### Page text:
------------------------------------
Valerie Hudson, the evidence technician working with Wade, found a spent shell casing in the backseat of the Cavalier. Wade picked up the pistol next to Ricky’s right leg and pulled out the magazine. It held ten live rounds of ammunition. Wade placed the magazine in a handgun evidence box that Hudson had brought to the crime scene. The next step was to check to see if there was another live round in the chamber. Wade slid the side of the pistol open and was startled when a large amount of blood and brain tissue gushed out of the gun and poured into the evidence box. He ejected the final round into the metal box and handed the mess back over to Hudson.
Wade was then authorized by the deputy coroner on the scene to remove a brown wallet from the deceased’s left rear pocket. It contained the Arizona driver’s license of Richard Peter Rodriguez, confirming the subject’s identity. Ricky’s wallet also contained an Arizona concealed weapon’s perm
it and a membership card for Jensen’s shooting range in Tucson, the gun shop not far from his apartment.
Elixcia told Wade to check for a second wallet Ricky had taped to his leg. It was there, and just as Elixcia said, it contained Ricky’s passport and $3300 in cash. “She told me the money was for his cremation,” Wade said, “and to get the car back to her.”
Shortly before noon, the deputy coroner removed the body from the car and transported it to the Frye Mortuary Chapel in Blythe. By then, the Tucson police department had called Sgt. Wade back to inform him that they had, indeed, found a body in the apartment of Richard Peter Rodriguez.
Tucson Police Detective Ben Jimenez had arrived at Ricky’s apartment at 12: 45 P.M. and was brought up to speed by two officers who already checked out the apartment and found the remains of Angela Marilyn Smith, a.k.a. Susan Joy Kauten. Like his counterpart in California, Jimenez initially thought he had pulled a routine murder/suicide.
------------------------------------
### Data block:
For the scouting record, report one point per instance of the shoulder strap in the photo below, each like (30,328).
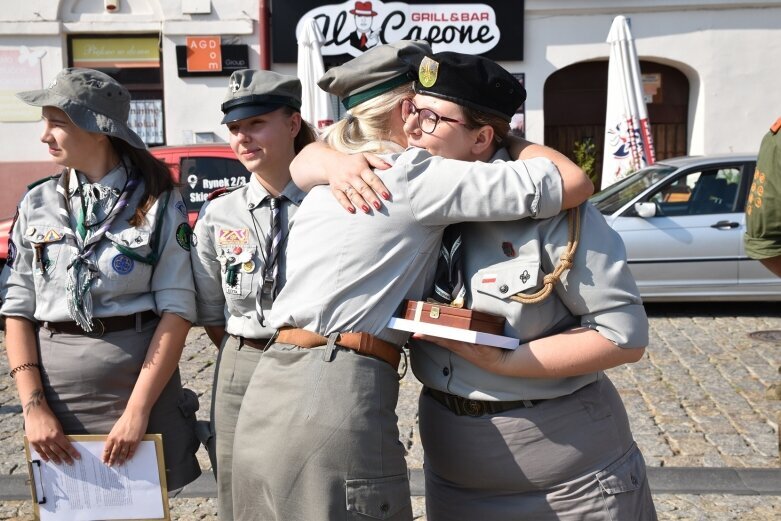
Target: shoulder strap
------------------------------------
### Direction:
In the crime-scene excerpt, where did the deputy coroner take the body after removing it from the car?

### Problem solution:
To the Frye Mortuary Chapel in Blythe.